#### EXERCISE DESCRIPTION
Reproduce every line of the data below word for word, keeping all characters and spacing unchanged.

#### RECORDS FOR THE TASK
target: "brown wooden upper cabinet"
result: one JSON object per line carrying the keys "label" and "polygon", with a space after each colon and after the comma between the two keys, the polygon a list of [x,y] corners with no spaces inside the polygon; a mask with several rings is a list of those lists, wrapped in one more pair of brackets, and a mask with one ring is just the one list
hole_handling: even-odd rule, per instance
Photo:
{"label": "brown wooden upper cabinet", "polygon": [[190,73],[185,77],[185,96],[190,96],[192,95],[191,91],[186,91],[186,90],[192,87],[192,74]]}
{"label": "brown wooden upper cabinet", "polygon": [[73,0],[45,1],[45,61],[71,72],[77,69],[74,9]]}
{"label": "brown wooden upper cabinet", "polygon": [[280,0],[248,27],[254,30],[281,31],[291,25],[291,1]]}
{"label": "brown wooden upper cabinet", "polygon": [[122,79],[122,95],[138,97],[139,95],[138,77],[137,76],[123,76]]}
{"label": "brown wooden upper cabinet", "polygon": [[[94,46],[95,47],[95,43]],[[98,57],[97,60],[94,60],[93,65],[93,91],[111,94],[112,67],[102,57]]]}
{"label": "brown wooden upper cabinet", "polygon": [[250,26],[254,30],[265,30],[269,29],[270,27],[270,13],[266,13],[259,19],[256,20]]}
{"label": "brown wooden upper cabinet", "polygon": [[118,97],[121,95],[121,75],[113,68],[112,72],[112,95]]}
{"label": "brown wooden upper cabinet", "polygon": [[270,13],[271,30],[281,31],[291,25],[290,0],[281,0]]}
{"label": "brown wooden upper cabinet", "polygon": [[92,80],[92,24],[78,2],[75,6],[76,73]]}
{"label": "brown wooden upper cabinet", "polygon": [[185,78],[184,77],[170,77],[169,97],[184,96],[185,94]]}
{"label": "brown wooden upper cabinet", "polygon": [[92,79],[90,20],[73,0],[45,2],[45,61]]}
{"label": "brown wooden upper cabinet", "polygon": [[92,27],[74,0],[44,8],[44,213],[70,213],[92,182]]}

#### WRITTEN ANSWER
target: "brown wooden upper cabinet"
result: one JSON object per line carrying the keys "label" and "polygon", with a space after each colon and after the comma between the two keys, the polygon a list of [x,y] corners with no spaces inside the polygon; a mask with several rings is a list of those lists, wrapped in one more pair of brackets, and a mask with one ring is just the one list
hole_handling: even-odd rule, per instance
Photo:
{"label": "brown wooden upper cabinet", "polygon": [[190,73],[185,77],[185,96],[190,96],[192,95],[191,91],[186,91],[186,90],[192,87],[192,74]]}
{"label": "brown wooden upper cabinet", "polygon": [[73,0],[45,1],[45,61],[71,72],[77,69],[74,9]]}
{"label": "brown wooden upper cabinet", "polygon": [[280,0],[248,27],[254,30],[281,31],[291,25],[291,1]]}
{"label": "brown wooden upper cabinet", "polygon": [[122,79],[122,95],[138,97],[139,95],[138,77],[137,76],[123,76]]}
{"label": "brown wooden upper cabinet", "polygon": [[[94,46],[95,47],[95,43]],[[98,57],[97,60],[94,60],[93,65],[93,91],[111,94],[112,67],[102,57]]]}
{"label": "brown wooden upper cabinet", "polygon": [[250,26],[254,30],[265,30],[269,29],[270,27],[270,13],[266,13],[259,19],[256,20]]}
{"label": "brown wooden upper cabinet", "polygon": [[118,97],[121,95],[121,75],[113,68],[112,72],[112,95]]}
{"label": "brown wooden upper cabinet", "polygon": [[270,13],[271,30],[281,31],[291,25],[290,0],[281,0]]}
{"label": "brown wooden upper cabinet", "polygon": [[92,80],[92,24],[78,2],[75,6],[76,73]]}
{"label": "brown wooden upper cabinet", "polygon": [[185,78],[184,77],[170,77],[169,97],[184,96],[185,94]]}
{"label": "brown wooden upper cabinet", "polygon": [[92,79],[90,20],[73,0],[45,2],[45,61]]}
{"label": "brown wooden upper cabinet", "polygon": [[92,27],[74,0],[44,8],[44,213],[70,213],[92,182]]}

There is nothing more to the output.